* _The request_:
Write out only the lines running from the one that contains "Please spot the tree" to the end of the material, both ends included.

* _Raw data_:
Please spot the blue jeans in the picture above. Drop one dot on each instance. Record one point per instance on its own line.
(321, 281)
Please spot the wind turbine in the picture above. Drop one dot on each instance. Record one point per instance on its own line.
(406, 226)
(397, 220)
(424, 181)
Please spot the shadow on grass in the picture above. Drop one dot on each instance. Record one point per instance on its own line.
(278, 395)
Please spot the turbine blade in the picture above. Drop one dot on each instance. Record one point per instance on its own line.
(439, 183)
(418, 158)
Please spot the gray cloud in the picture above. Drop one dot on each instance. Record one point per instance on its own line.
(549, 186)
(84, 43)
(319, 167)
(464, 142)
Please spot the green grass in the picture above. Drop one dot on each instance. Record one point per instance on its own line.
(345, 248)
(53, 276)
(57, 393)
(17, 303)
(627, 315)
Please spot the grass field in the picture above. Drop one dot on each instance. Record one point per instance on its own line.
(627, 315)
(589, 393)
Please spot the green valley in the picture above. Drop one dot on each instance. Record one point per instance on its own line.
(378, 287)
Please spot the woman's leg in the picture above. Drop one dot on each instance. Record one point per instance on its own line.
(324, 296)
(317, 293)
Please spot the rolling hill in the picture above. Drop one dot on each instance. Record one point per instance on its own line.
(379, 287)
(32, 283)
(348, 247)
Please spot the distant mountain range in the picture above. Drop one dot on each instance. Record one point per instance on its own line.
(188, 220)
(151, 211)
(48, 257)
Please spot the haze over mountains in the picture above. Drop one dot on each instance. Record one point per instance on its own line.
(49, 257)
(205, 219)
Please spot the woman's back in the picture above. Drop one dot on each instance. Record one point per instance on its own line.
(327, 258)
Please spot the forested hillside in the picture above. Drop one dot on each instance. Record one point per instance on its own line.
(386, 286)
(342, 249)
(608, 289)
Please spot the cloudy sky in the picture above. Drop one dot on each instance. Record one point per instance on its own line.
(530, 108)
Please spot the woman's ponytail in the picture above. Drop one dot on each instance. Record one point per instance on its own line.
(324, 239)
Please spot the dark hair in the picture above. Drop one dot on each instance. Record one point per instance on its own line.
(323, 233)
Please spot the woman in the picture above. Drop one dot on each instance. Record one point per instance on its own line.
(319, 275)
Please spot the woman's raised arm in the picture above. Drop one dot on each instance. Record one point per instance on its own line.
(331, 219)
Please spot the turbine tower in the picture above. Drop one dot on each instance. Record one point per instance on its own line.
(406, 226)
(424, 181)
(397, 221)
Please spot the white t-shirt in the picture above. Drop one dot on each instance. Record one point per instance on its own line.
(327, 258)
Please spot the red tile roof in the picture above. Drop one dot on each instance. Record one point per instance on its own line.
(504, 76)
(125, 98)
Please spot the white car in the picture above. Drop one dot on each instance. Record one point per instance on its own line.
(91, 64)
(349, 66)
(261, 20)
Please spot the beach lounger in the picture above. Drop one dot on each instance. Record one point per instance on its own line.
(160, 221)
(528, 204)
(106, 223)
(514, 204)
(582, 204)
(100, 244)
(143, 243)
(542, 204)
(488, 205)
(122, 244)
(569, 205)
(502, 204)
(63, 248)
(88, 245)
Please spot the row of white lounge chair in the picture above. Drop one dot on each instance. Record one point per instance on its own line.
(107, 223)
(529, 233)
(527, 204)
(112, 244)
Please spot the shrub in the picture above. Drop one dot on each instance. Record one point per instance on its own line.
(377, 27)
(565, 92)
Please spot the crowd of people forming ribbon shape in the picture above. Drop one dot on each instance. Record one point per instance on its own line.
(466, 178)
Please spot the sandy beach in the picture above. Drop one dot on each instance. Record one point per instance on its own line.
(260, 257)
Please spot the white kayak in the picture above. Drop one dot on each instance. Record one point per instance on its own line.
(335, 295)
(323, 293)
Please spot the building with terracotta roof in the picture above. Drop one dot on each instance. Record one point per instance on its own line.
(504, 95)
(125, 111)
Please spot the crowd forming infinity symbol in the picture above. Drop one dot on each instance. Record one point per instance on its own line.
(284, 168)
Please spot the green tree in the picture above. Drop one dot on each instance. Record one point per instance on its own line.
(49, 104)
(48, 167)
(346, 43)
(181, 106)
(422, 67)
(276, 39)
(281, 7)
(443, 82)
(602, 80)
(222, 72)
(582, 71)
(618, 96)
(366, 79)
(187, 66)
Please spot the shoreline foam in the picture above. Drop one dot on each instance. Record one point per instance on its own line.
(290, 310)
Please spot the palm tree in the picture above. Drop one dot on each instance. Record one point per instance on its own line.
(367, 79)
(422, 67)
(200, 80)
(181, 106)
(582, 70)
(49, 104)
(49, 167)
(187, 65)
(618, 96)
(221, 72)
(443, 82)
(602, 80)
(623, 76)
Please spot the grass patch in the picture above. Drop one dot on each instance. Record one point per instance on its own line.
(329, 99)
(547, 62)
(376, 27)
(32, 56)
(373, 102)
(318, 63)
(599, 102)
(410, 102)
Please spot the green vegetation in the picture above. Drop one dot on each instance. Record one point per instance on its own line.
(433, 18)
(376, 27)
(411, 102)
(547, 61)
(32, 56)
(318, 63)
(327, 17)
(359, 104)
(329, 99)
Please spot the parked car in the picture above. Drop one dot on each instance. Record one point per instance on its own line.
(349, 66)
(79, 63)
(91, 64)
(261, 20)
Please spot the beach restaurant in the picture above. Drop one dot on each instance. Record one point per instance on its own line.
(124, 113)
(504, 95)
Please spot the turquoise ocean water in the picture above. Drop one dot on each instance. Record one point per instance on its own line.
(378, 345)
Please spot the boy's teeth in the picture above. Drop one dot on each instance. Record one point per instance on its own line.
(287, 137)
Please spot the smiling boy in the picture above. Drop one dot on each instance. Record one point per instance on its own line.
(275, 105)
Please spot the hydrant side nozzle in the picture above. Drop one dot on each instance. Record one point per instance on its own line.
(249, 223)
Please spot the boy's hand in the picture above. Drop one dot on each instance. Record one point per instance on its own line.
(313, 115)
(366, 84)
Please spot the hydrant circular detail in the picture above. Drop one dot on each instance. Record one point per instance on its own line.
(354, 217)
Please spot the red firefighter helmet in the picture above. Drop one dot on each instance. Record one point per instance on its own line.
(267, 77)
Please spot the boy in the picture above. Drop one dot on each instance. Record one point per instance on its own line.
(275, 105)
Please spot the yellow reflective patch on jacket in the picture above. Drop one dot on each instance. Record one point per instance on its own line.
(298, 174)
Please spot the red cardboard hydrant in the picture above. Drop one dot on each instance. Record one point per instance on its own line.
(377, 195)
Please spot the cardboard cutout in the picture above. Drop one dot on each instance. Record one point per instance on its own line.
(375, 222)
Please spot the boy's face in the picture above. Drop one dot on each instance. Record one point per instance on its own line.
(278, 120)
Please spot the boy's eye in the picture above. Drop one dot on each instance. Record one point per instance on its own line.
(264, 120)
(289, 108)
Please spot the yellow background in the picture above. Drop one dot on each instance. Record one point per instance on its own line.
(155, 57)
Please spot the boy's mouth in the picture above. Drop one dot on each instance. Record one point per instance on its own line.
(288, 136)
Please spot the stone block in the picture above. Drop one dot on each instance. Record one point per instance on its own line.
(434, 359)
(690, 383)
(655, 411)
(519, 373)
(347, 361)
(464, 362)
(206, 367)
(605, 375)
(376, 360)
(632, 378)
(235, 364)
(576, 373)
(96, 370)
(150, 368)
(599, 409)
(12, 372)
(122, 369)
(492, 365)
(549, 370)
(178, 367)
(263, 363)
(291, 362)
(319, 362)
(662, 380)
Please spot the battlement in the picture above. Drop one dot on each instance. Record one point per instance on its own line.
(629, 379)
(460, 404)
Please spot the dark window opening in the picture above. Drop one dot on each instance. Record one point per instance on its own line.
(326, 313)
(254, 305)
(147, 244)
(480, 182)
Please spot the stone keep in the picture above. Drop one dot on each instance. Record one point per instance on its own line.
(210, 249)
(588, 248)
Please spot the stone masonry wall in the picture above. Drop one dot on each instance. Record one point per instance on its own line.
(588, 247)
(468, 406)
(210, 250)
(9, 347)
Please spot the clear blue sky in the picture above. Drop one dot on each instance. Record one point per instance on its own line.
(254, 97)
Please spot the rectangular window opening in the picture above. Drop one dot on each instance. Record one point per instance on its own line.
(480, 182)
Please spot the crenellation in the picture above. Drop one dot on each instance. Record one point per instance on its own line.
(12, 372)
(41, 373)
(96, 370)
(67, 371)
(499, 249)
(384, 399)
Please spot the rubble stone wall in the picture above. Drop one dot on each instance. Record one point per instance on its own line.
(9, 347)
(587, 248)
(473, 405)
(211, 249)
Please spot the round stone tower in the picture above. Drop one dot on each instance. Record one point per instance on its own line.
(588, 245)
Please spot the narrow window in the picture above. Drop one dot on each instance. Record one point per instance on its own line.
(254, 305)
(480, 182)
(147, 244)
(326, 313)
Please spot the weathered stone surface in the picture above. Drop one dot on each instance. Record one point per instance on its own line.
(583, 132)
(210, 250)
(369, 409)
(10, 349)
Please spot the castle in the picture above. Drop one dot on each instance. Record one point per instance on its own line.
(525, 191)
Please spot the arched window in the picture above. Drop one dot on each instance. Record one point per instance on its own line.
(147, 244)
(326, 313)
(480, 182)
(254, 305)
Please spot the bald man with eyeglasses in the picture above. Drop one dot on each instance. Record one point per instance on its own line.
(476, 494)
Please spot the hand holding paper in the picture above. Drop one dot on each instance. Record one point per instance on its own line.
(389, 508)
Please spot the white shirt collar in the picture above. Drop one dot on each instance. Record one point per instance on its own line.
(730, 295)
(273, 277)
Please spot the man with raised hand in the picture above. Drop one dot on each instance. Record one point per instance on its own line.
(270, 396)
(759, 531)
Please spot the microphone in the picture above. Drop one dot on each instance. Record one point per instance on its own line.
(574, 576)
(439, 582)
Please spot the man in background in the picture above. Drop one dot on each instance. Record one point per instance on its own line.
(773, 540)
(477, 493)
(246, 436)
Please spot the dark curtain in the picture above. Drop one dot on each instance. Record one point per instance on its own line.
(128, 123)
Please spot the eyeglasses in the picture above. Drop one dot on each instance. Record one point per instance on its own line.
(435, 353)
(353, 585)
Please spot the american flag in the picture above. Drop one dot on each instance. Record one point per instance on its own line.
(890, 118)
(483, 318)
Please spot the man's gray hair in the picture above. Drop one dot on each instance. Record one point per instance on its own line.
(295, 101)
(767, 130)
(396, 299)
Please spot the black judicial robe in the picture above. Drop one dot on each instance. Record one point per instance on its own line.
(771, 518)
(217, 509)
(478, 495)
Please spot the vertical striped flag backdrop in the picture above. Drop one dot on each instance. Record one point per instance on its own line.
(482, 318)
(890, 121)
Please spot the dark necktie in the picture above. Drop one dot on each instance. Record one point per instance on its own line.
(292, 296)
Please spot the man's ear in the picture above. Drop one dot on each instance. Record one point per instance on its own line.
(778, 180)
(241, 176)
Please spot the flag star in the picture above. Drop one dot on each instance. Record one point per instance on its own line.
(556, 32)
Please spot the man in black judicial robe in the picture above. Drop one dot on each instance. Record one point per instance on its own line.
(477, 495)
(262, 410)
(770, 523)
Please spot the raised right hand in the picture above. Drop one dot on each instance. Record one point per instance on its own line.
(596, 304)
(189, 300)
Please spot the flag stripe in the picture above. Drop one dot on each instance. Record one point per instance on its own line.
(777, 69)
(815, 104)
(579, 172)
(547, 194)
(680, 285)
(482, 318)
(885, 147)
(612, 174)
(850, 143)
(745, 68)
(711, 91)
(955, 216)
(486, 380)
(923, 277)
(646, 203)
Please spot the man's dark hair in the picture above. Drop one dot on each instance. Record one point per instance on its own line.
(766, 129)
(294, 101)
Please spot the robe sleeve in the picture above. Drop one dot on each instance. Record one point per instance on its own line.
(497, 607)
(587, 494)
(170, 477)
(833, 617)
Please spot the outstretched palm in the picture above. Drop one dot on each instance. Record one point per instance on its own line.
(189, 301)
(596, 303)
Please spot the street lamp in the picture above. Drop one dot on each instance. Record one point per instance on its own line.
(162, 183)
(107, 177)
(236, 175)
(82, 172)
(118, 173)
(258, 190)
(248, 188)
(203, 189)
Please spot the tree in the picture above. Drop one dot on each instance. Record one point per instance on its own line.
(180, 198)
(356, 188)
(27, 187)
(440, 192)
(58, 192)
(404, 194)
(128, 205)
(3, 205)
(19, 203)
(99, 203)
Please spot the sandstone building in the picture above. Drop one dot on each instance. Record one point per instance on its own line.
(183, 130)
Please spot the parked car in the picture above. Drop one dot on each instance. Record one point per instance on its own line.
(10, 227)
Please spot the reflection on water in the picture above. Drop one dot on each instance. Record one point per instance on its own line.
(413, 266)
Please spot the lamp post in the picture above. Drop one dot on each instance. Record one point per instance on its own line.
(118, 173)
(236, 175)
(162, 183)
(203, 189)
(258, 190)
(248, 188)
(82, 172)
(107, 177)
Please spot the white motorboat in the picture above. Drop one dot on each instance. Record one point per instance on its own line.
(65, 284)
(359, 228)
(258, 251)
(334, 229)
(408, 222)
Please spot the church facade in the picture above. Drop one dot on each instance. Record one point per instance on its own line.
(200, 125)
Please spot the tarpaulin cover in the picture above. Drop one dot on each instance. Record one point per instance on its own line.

* _Solution for this exercise_:
Please spot the tree in the picture above. Drop one dot on each instance. Record one point per instance on its own line.
(180, 198)
(356, 188)
(27, 187)
(440, 192)
(58, 192)
(404, 194)
(128, 205)
(3, 205)
(19, 203)
(99, 203)
Please spot the sandstone building in the picture above. Drop one dot on each instance. Record one point per instance on its own line.
(183, 130)
Please spot the parked car in the picture above. Drop one dot on each instance. Record one point per instance on its own line.
(10, 227)
Please spot the reflection on water in the picture above. Drop one dot on each instance. Record one point per instance on its own line.
(413, 266)
Please spot the lamp post in the picture above. Drop one dot on each instance. Record one point per instance on its own line.
(118, 173)
(236, 175)
(162, 183)
(203, 189)
(258, 190)
(248, 188)
(82, 172)
(107, 177)
Please spot the white motorboat in the picture above. Drop one dot on each instance. Record one point per instance on its own line.
(65, 284)
(359, 228)
(258, 251)
(334, 229)
(408, 222)
Please spot the church facade in the picture above. Drop one dot on each instance. Record one point per instance on its own line.
(200, 125)
Please spot the tarpaulin cover in the picture above. Drop one dot on each instance. Record one point per instance on its own line.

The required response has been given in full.